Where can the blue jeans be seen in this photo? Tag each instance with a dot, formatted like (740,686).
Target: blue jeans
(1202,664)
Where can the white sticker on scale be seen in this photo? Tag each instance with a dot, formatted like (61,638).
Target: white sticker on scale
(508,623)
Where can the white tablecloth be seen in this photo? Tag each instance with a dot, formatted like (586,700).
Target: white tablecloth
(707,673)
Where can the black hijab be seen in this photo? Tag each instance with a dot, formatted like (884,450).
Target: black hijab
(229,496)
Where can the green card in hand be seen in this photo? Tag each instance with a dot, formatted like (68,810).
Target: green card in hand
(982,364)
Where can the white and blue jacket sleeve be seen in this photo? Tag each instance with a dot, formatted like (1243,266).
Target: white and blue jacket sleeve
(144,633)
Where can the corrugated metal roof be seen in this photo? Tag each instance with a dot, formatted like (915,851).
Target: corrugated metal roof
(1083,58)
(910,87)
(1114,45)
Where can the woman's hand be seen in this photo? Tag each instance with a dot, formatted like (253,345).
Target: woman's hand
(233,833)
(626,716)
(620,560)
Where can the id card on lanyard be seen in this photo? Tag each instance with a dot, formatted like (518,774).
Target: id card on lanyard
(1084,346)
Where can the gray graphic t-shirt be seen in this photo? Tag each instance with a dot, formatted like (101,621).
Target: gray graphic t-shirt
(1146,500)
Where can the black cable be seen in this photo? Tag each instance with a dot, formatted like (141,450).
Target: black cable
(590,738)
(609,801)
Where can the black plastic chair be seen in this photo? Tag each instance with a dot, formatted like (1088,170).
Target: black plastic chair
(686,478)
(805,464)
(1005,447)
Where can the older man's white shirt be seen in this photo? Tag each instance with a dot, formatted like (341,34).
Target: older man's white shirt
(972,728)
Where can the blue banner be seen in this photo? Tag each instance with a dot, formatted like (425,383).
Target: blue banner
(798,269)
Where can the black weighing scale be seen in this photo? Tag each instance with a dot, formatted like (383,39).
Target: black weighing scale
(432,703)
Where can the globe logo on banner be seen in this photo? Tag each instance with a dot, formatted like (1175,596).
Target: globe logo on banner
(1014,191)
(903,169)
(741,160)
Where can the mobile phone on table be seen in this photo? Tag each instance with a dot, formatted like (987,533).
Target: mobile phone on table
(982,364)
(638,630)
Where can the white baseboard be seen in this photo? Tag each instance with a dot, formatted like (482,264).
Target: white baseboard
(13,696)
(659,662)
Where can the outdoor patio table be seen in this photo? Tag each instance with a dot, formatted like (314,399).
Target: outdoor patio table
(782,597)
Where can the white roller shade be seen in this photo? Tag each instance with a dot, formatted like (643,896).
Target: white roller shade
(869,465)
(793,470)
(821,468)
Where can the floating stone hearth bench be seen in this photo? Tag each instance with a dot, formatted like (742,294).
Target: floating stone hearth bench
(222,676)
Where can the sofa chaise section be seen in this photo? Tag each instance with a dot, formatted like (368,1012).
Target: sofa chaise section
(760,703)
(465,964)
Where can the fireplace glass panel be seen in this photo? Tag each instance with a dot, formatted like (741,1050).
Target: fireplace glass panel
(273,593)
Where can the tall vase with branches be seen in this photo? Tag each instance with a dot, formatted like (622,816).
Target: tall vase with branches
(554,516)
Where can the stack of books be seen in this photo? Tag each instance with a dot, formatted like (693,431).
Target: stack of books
########
What you should do
Reproduce all the records above, replacing every "Tag" with "Mark" and leaving everything else untouched.

Exercise output
Where can the blue jeans be seen in this photo? Mark each instance with a dot, formatted like (740,686).
Target: blue jeans
(1202,664)
Where can the white sticker on scale be seen in this photo? Mark each instance with a dot, formatted like (61,638).
Target: white sticker on scale
(508,623)
Where can the white tablecloth be seen in this photo? Mark each instance with a dot, formatted like (586,700).
Target: white tablecloth
(707,673)
Where can the black hijab be seen in this photo? Mark each instance with a dot, formatted like (884,450).
Target: black hijab
(229,496)
Where can the green card in hand be seen in this photo? Mark each instance with a dot, formatted like (68,810).
Target: green card in hand
(982,364)
Where can the white and blue jacket sleeve be seen in this photo? Mark each instance with a dot, formatted like (1243,266).
Target: white and blue jacket sleeve
(144,633)
Where can the corrugated metal roof be seen in this photo? Mark each instance with a dot, formatted like (915,851).
Target: corrugated metal roof
(1083,58)
(910,87)
(1114,45)
Where can the woman's hand be seen in this photo? Mark each instance with a dot, formatted like (253,345).
Target: woman's hand
(233,833)
(626,716)
(620,560)
Where can the id card on lanyard be seen in this photo? Mark each instance with a dot, formatted like (518,774).
Target: id card on lanyard
(1084,346)
Where can the gray graphic t-shirt be seen in this photo? Mark each instance with a dot, formatted like (101,621).
Target: gray graphic t-shirt
(1146,500)
Where can the black cable be seen in this photo? Mark each instance with a dot, formatted like (141,450).
Target: black cable
(590,738)
(609,801)
Where can the black plastic chair be seen in this photo? Mark each instance with a dot, formatted like (1088,170).
Target: black plastic chair
(686,478)
(805,464)
(1005,447)
Where can the older man's white shirt be seen in this photo? Mark each instance with a dot, formatted like (341,34).
Target: older man's white shirt
(972,728)
Where can the blue banner be seen in this photo? Mark each instance with a dot, formatted like (425,383).
Target: blue banner
(798,269)
Where can the black weighing scale be seen in this photo? Mark each instance with a dot, formatted like (383,39).
Target: black weighing scale
(432,703)
Where can the globe logo on banner be seen in this photo? Mark each instance with a dot, formatted like (1175,596).
Target: globe logo on banner
(1014,191)
(903,169)
(741,160)
Where can the mobile phone on table be seen in this photo? Mark each instance with a dot, formatted like (987,533).
Target: mobile phone on table
(982,364)
(638,630)
Where can the white baseboard be seen in this photo? Mark each instance with a dot, formatted like (482,264).
Target: white baseboard
(13,696)
(659,662)
Where can the outdoor patio table be seen in this photo? Mark each instance with a dot, formatted like (314,399).
Target: outdoor patio table
(782,597)
Where can the white roller shade be seen in this photo? Mark each instance with a dot, formatted like (643,896).
Target: white roller shade
(869,465)
(793,470)
(821,468)
Where can the floating stone hearth bench be seen in this photo? Mark each instance with a dot, formatted like (742,294).
Target: floating stone hearth bench
(222,676)
Where can the sofa chaise section be seen in this photo? Mark each instance with a dot, formatted like (368,1012).
Target: sofa chaise section
(760,703)
(465,964)
Where can the fireplace glass panel be seen in this photo? Mark each instance with a dot, formatted like (741,1050).
Target: fireplace glass panel
(273,593)
Where can the tall vase with branches be seen in this photo? Mark each instance with a dot, formatted like (622,816).
Target: tall vase with branches
(554,516)
Where can the stack of books be seen in this photo? Mark each instance with a dot, formatted like (693,431).
Target: stack of books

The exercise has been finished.